PASSAGE PROVIDED:
▽

American Freethinker

Elihu Palmer and the Struggle for Religious Freedom in the New Nation

About this book

The first comprehensive biography of Elihu Palmer, who was at the heart of the early United States' protracted contest over religious freedom and free speech

When the United States was new, a lapsed minister named Elihu Palmer shared with his fellow Americans the radical idea that virtue required no religious foundation. A better source for morality, he said, could be found in the natural world: the interconnected web of life that inspired compassion for all living things. Religions that deny these universal connections should be discarded, he insisted. For this, his Christian critics denounced him as a heretic whose ideas endangered the country.

Although his publications and speaking tours made him one of the most infamous American freethinkers in his day, Elihu Palmer has been largely forgotten. No cache of his personal papers exists and his book has been long out of print. Yet his story merits telling, Kirsten Fischer argues, and not only for the dramatic account of a man who lost his eyesight before the age of thirty and still became a book author, newspaper editor, and itinerant public speaker. Even more intriguing is his encounter with a cosmology that envisioned the universe as interconnected, alive with sensation, and everywhere infused with a divine life force.

△

PROBLEM: Reproduce the description of the Elihu Palmer biography word for word, starting at the words "The first comprehensive" and ending after "endangered the country.".

RECORDED DATA:
▽

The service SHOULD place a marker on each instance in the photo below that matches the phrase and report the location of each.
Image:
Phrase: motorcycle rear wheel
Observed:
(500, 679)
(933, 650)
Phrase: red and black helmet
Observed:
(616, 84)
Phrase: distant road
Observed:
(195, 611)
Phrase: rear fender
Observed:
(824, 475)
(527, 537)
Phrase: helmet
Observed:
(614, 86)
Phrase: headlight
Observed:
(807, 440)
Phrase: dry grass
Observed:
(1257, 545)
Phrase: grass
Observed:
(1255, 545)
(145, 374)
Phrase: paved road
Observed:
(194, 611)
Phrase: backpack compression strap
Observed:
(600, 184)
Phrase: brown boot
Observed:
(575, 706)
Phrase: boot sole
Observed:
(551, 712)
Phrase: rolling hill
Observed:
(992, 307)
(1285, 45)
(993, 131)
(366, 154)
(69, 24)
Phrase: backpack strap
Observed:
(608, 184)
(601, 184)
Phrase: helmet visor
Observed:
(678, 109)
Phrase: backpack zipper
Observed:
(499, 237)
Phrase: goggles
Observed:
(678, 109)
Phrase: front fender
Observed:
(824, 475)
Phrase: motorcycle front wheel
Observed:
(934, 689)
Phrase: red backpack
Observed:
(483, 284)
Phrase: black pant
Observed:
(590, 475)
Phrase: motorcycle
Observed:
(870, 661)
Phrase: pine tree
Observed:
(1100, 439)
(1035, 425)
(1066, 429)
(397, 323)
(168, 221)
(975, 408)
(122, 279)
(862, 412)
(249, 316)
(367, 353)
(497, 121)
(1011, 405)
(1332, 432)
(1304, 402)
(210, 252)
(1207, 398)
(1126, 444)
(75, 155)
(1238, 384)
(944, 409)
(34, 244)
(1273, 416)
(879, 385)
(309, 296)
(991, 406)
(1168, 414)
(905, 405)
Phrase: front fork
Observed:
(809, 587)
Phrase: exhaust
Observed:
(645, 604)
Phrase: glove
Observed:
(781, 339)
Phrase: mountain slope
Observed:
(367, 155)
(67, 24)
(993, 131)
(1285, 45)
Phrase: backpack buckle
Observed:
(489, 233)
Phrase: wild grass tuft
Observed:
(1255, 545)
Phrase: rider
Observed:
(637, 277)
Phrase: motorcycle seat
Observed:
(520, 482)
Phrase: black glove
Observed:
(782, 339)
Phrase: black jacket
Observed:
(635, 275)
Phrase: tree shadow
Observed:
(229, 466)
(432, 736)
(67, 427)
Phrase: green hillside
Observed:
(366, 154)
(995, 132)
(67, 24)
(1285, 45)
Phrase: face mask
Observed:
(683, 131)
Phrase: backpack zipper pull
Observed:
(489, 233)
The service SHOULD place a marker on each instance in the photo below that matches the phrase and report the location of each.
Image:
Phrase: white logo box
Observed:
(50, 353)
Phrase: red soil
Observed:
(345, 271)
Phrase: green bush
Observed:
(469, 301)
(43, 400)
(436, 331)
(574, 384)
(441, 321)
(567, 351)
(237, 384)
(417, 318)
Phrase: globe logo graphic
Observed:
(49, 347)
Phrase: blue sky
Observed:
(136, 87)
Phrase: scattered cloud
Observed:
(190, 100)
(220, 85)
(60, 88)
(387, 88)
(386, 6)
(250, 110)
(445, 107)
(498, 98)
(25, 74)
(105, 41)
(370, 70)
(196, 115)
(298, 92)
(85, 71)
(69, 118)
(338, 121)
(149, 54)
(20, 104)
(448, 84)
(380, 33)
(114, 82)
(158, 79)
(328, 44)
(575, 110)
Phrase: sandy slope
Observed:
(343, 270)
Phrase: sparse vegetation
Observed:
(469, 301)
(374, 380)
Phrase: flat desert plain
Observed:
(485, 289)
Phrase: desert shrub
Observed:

△

TASK RESULT:
The first comprehensive biography of Elihu Palmer, who was at the heart of the early United States' protracted contest over religious freedom and free speech

When the United States was new, a lapsed minister named Elihu Palmer shared with his fellow Americans the radical idea that virtue required no religious foundation. A better source for morality, he said, could be found in the natural world: the interconnected web of life that inspired compassion for all living things. Religions that deny these universal connections should be discarded, he insisted. For this, his Christian critics denounced him as a heretic whose ideas endangered the country.